> **Task objective**:
Where the string "query" occurs in a line of the entries below, copy that line.

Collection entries
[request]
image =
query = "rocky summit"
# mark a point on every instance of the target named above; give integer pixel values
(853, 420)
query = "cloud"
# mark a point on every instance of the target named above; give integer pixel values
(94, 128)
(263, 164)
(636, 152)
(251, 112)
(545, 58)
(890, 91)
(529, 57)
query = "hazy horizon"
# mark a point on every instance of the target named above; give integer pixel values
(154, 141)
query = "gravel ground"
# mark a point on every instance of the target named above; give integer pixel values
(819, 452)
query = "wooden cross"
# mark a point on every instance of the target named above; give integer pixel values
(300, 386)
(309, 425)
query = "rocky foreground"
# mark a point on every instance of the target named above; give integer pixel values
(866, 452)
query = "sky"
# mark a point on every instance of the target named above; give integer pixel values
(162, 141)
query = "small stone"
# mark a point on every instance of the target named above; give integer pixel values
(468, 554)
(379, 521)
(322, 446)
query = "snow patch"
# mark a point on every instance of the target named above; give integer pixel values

> **Answer for this exercise**:
query = "rocky summit"
query = "cloud"
query = "hazy horizon"
query = "gravel ground"
query = "wooden cross"
query = "rocky foreground"
query = "sky"
query = "small stone"
query = "snow patch"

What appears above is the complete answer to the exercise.